> _Exercise aim_:
Please rewrite every line of the records between the lines holding "Indicate a point on each instance of the metal knob" and "x=520, y=332", inclusive, and rescale only the answer coordinates by multiplying each number by 0.65 and rounding to a whole number, with halves going up. Keep all other lines and numbers unchanged, and give only those lines.

======

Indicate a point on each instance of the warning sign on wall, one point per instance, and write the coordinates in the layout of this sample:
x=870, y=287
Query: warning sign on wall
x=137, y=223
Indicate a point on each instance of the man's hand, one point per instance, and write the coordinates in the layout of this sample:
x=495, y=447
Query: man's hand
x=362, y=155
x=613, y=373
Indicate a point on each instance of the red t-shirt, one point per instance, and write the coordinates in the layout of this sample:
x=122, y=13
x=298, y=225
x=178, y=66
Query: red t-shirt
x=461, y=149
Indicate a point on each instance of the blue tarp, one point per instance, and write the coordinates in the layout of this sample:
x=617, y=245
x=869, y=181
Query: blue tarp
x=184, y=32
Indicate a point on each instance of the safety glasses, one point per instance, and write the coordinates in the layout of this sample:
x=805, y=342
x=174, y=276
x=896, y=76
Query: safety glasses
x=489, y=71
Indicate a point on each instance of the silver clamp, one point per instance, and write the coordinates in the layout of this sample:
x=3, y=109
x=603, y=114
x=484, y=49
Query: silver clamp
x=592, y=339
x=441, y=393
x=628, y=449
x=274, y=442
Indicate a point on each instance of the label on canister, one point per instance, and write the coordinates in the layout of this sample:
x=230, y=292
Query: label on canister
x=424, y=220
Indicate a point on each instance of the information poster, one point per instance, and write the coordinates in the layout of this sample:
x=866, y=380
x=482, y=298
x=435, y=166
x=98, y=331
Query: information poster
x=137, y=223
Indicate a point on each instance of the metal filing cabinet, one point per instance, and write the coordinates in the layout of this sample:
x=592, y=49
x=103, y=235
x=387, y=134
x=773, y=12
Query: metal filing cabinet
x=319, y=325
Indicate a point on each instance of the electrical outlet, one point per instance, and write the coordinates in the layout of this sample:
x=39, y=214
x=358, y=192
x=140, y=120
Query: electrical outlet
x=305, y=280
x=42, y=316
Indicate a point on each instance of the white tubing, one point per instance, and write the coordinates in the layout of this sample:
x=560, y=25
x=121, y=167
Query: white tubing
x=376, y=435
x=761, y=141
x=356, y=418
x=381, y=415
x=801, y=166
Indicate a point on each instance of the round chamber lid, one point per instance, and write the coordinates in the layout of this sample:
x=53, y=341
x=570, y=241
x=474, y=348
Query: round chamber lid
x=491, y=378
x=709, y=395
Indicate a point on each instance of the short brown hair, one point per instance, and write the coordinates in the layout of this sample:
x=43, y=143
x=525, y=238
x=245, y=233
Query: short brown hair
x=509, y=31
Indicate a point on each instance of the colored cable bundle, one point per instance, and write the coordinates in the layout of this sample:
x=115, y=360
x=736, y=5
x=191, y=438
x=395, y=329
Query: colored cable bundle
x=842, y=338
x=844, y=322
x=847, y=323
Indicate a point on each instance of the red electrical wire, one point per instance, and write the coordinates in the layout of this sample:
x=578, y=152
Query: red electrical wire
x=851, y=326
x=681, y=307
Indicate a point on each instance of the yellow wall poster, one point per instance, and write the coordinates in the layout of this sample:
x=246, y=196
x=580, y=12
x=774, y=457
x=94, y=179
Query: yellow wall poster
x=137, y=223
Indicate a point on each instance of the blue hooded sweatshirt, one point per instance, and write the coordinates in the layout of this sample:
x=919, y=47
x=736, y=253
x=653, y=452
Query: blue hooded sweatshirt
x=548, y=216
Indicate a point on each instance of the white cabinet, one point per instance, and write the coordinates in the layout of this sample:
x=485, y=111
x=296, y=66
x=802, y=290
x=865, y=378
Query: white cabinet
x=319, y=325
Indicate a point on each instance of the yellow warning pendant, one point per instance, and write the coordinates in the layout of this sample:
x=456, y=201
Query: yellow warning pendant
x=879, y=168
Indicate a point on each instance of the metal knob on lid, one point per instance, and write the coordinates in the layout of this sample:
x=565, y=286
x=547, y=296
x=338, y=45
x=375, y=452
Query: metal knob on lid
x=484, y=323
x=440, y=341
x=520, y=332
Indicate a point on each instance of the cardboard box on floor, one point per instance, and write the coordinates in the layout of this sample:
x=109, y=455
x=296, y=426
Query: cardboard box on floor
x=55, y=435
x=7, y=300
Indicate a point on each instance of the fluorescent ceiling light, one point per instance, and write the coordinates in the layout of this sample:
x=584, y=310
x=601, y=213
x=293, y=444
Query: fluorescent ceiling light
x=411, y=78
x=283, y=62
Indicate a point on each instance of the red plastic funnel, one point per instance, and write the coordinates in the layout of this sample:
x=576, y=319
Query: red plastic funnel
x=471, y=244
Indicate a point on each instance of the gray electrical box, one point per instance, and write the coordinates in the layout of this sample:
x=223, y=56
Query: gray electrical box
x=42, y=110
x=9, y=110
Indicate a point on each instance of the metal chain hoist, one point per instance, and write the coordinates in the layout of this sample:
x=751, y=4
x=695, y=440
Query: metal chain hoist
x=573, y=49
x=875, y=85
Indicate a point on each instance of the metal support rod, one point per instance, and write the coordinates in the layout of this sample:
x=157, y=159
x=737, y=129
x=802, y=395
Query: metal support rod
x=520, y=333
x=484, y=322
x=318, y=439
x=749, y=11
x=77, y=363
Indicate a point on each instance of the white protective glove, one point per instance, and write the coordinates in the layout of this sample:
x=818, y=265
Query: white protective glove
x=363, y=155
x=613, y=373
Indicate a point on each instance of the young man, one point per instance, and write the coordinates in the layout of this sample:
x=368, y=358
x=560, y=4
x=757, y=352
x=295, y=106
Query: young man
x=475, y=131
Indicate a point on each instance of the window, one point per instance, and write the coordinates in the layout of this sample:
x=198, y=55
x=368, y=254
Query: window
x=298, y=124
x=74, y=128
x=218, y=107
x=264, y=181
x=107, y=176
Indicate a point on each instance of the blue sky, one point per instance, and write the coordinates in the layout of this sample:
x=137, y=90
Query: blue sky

======

> _Solution_:
Indicate a point on each instance of the metal knob on lid, one point per instance, and write the coordinates in the layout of this sample:
x=565, y=286
x=547, y=296
x=338, y=45
x=375, y=452
Query: metal knob on lid
x=315, y=210
x=286, y=222
x=338, y=216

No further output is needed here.